## Task data
_ _ _ _ _ _ _

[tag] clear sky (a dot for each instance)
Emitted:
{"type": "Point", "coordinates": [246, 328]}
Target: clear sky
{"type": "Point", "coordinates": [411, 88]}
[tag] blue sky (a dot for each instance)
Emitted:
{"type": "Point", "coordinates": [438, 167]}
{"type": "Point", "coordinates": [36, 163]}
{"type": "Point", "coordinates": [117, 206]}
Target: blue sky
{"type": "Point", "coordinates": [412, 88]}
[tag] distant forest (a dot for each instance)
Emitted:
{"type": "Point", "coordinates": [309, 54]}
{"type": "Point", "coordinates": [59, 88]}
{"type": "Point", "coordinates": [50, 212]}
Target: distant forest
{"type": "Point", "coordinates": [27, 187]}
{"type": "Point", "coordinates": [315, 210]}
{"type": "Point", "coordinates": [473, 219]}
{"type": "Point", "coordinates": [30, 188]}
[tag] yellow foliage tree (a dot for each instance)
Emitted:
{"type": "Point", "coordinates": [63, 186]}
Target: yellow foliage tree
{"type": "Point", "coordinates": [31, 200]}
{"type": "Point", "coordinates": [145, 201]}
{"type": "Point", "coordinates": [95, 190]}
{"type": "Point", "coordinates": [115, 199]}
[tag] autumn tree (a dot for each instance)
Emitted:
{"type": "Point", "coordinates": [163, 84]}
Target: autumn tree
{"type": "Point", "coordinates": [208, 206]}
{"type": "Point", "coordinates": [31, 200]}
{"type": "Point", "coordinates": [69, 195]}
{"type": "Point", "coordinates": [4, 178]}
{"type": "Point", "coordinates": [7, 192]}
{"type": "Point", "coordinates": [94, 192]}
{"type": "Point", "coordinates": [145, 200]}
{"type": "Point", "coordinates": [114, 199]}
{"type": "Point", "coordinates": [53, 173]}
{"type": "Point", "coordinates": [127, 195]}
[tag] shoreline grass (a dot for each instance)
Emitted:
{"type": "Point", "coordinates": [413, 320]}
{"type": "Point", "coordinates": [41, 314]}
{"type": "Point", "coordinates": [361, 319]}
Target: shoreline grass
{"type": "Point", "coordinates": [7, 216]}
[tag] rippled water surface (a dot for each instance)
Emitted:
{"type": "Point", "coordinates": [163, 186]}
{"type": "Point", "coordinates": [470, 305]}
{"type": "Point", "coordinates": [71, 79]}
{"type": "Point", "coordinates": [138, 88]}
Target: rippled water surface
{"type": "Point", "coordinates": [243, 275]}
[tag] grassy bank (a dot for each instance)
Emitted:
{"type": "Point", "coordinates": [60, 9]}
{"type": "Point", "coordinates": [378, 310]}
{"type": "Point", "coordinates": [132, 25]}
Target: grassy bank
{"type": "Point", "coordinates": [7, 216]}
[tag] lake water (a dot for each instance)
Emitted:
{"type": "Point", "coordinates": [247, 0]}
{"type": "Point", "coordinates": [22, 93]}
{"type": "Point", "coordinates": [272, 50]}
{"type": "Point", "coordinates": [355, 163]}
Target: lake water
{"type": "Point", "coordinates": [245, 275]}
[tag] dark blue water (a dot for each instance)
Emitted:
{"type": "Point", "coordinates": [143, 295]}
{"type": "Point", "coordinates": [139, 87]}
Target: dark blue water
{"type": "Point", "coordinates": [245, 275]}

_ _ _ _ _ _ _

## Exercise brief
Using the data above, return each line exactly as written.

## Response area
[tag] clear sky (a dot for each instance)
Emitted:
{"type": "Point", "coordinates": [246, 328]}
Target: clear sky
{"type": "Point", "coordinates": [411, 88]}
[tag] blue sky (a dot for each instance)
Emitted:
{"type": "Point", "coordinates": [438, 167]}
{"type": "Point", "coordinates": [36, 163]}
{"type": "Point", "coordinates": [117, 206]}
Target: blue sky
{"type": "Point", "coordinates": [412, 88]}
[tag] distant forest (a dot for each instance)
Emitted:
{"type": "Point", "coordinates": [309, 54]}
{"type": "Point", "coordinates": [59, 88]}
{"type": "Point", "coordinates": [50, 212]}
Target: distant forest
{"type": "Point", "coordinates": [27, 187]}
{"type": "Point", "coordinates": [315, 210]}
{"type": "Point", "coordinates": [473, 219]}
{"type": "Point", "coordinates": [30, 188]}
[tag] yellow foliage tree (a dot for each instance)
Emitted:
{"type": "Point", "coordinates": [63, 186]}
Target: yellow foliage tree
{"type": "Point", "coordinates": [31, 200]}
{"type": "Point", "coordinates": [145, 201]}
{"type": "Point", "coordinates": [95, 190]}
{"type": "Point", "coordinates": [115, 199]}
[tag] autumn tree (a dot for each instance)
Emitted:
{"type": "Point", "coordinates": [163, 84]}
Target: autumn tree
{"type": "Point", "coordinates": [208, 206]}
{"type": "Point", "coordinates": [31, 200]}
{"type": "Point", "coordinates": [69, 195]}
{"type": "Point", "coordinates": [4, 178]}
{"type": "Point", "coordinates": [7, 192]}
{"type": "Point", "coordinates": [94, 192]}
{"type": "Point", "coordinates": [145, 200]}
{"type": "Point", "coordinates": [114, 199]}
{"type": "Point", "coordinates": [53, 173]}
{"type": "Point", "coordinates": [127, 195]}
[tag] shoreline grass (a dot for each instance)
Emitted:
{"type": "Point", "coordinates": [413, 320]}
{"type": "Point", "coordinates": [41, 314]}
{"type": "Point", "coordinates": [361, 319]}
Target: shoreline grass
{"type": "Point", "coordinates": [7, 216]}
[tag] rippled water surface (a dot for each instance)
Emitted:
{"type": "Point", "coordinates": [163, 186]}
{"type": "Point", "coordinates": [470, 305]}
{"type": "Point", "coordinates": [71, 79]}
{"type": "Point", "coordinates": [138, 88]}
Target: rippled water surface
{"type": "Point", "coordinates": [243, 275]}
[tag] grassy bank (a dot for each instance)
Emitted:
{"type": "Point", "coordinates": [60, 9]}
{"type": "Point", "coordinates": [378, 310]}
{"type": "Point", "coordinates": [132, 25]}
Target: grassy bank
{"type": "Point", "coordinates": [7, 216]}
[tag] lake water (a dot for each instance)
Emitted:
{"type": "Point", "coordinates": [247, 0]}
{"type": "Point", "coordinates": [22, 93]}
{"type": "Point", "coordinates": [272, 50]}
{"type": "Point", "coordinates": [355, 163]}
Target: lake water
{"type": "Point", "coordinates": [245, 275]}
[tag] dark blue water (a dot for each instance)
Emitted:
{"type": "Point", "coordinates": [143, 295]}
{"type": "Point", "coordinates": [139, 87]}
Target: dark blue water
{"type": "Point", "coordinates": [245, 275]}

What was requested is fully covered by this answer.